▶ _Atividade a realizar_: Transcreva em forma de lista JSON de strings, uma string por linha e sem as linhas em branco, o trecho dos itens abaixo que vai da linha com "the white coffee" até a linha com "[[229, 104]]", incluindo ambas.

=-=-=

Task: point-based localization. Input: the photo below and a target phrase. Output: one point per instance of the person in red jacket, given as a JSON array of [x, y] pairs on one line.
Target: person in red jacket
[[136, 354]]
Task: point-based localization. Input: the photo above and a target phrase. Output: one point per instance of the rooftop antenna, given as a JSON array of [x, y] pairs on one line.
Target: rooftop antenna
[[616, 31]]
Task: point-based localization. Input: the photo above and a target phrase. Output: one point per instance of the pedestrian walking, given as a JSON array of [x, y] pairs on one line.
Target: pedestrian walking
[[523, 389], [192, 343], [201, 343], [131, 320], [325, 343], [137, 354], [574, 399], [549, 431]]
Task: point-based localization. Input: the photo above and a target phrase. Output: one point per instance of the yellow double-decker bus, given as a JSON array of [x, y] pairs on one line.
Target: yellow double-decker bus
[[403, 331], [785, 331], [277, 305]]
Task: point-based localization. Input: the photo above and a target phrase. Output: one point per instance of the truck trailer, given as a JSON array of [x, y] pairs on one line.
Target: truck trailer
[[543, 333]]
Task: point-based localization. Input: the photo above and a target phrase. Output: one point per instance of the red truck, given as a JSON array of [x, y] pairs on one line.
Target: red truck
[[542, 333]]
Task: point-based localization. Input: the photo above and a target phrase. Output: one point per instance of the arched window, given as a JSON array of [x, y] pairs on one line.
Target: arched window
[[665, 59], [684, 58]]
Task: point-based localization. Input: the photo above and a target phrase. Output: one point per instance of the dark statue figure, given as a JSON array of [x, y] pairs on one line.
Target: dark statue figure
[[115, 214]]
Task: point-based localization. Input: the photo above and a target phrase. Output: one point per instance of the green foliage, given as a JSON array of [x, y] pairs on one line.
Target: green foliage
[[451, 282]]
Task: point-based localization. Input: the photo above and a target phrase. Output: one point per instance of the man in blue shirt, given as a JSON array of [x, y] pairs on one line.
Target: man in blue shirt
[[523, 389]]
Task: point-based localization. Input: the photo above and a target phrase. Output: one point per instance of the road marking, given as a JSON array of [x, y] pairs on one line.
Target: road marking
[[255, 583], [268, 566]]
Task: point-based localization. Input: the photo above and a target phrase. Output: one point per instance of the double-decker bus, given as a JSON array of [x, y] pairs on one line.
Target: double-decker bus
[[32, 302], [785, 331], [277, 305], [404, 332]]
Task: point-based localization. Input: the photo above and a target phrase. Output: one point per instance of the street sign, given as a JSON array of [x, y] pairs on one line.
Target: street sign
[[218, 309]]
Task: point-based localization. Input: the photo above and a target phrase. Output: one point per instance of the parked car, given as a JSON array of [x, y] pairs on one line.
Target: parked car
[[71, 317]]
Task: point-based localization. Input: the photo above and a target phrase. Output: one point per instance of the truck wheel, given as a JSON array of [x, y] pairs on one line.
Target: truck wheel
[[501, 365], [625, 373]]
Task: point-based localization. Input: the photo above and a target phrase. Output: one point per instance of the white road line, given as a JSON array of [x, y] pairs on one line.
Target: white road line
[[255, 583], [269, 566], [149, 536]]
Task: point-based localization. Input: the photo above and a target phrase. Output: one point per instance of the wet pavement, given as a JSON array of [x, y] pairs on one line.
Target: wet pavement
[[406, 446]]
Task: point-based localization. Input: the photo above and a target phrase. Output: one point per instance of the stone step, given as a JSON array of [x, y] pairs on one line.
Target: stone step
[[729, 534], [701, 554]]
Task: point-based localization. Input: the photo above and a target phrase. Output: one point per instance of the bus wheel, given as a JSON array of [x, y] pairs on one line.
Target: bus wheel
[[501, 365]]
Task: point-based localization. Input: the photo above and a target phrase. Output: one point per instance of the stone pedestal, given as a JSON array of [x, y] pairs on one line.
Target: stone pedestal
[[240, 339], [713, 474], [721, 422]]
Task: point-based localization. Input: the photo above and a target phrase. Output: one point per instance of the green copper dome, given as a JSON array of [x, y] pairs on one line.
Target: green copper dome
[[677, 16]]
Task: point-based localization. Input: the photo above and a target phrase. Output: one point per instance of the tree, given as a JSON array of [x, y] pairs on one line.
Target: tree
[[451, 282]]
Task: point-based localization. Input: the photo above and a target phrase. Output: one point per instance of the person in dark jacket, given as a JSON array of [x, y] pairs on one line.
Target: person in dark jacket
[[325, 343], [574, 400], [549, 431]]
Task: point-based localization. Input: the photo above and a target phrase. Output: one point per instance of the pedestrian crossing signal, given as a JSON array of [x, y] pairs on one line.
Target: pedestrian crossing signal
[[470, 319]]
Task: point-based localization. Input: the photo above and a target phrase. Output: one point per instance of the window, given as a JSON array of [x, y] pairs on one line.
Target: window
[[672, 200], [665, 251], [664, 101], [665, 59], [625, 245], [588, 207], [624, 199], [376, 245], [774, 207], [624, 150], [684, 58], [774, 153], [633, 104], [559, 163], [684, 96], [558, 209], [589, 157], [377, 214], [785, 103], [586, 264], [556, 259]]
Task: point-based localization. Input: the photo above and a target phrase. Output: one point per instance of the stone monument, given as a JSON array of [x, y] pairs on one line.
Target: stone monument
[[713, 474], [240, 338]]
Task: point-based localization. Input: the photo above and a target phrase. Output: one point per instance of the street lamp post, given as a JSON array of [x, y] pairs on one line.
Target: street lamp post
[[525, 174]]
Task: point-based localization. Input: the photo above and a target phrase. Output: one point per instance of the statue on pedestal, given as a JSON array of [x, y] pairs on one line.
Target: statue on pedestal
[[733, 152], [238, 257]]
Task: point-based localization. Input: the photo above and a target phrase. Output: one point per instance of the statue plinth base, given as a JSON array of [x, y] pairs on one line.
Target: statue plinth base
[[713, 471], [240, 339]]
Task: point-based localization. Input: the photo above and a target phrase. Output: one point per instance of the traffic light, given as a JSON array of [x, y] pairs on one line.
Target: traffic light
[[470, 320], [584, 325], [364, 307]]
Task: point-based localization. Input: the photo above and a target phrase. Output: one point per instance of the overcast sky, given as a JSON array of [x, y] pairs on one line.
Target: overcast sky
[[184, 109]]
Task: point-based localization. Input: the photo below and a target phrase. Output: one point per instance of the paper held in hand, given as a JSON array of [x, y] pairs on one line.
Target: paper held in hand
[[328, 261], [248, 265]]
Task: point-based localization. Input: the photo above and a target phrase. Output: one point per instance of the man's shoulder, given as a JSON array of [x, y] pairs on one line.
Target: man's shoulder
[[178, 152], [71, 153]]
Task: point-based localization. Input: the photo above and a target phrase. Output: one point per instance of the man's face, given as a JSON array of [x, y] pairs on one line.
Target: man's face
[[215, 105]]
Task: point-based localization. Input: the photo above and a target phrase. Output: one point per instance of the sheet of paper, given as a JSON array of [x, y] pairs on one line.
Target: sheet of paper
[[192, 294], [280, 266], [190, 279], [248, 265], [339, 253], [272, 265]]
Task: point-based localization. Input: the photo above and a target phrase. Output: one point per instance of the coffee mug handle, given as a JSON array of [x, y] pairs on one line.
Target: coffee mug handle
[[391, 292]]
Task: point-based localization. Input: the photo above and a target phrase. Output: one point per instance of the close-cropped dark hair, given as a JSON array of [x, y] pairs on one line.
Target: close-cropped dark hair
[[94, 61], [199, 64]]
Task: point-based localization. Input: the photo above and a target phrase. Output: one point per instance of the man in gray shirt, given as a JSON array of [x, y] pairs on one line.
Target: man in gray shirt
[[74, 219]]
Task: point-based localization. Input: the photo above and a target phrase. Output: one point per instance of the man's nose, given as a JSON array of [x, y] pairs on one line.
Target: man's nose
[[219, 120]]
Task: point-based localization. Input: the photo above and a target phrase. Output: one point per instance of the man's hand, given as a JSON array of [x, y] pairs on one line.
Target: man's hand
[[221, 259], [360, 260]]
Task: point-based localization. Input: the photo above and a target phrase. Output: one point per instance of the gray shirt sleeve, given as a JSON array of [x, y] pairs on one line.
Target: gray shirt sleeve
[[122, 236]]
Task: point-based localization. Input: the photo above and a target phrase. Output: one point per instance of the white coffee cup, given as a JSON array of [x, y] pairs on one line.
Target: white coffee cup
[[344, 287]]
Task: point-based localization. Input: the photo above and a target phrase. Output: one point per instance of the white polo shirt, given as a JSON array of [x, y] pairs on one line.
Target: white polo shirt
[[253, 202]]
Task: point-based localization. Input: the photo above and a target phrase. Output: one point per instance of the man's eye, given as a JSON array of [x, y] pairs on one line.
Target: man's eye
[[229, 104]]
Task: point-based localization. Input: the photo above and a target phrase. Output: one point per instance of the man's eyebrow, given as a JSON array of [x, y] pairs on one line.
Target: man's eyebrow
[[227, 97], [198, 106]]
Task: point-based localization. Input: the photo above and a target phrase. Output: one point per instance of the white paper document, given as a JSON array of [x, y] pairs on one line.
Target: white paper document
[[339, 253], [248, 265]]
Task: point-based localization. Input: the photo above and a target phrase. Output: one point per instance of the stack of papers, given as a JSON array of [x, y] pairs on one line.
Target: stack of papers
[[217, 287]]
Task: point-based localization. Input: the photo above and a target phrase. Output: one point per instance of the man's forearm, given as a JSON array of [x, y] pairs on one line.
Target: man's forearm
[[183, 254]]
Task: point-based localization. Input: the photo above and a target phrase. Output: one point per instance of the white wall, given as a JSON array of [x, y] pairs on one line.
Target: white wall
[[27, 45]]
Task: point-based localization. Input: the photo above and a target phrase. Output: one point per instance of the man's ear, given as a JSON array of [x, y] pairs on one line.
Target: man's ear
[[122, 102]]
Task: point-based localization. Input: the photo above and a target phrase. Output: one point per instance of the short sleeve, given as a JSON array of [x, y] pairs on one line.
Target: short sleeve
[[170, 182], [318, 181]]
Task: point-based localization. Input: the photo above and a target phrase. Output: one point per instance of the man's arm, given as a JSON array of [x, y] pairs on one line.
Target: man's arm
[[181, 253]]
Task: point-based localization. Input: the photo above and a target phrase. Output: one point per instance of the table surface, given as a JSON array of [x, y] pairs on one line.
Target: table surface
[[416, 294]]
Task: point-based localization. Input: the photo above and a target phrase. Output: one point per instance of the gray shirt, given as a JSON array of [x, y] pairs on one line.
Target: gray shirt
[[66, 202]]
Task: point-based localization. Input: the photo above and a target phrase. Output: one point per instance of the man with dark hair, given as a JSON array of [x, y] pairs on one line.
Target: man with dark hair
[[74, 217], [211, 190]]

=-=-=

▶ _Resposta da atividade_:
[
  "Task: point-based localization. Input: the photo above and a target phrase. Output: one point per instance of the white coffee cup, given as a JSON array of [x, y] pairs on one line.",
  "Target: white coffee cup",
  "[[344, 287]]",
  "Task: point-based localization. Input: the photo above and a target phrase. Output: one point per instance of the white polo shirt, given as a JSON array of [x, y] pairs on one line.",
  "Target: white polo shirt",
  "[[253, 202]]",
  "Task: point-based localization. Input: the photo above and a target phrase. Output: one point per instance of the man's eye, given as a JSON array of [x, y] pairs on one line.",
  "Target: man's eye",
  "[[229, 104]]"
]